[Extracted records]
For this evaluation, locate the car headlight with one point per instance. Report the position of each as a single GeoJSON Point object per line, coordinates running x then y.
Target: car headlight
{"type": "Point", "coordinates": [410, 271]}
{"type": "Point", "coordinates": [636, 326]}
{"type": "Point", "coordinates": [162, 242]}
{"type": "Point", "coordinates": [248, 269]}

* [Exercise details]: Output every line of the records above without a single change.

* [Worked solution]:
For this evaluation, locate the car headlight with one point per instance. Report the position of each as a single GeoJSON Point object per line, coordinates running x then y.
Target: car headlight
{"type": "Point", "coordinates": [410, 271]}
{"type": "Point", "coordinates": [636, 326]}
{"type": "Point", "coordinates": [162, 242]}
{"type": "Point", "coordinates": [248, 269]}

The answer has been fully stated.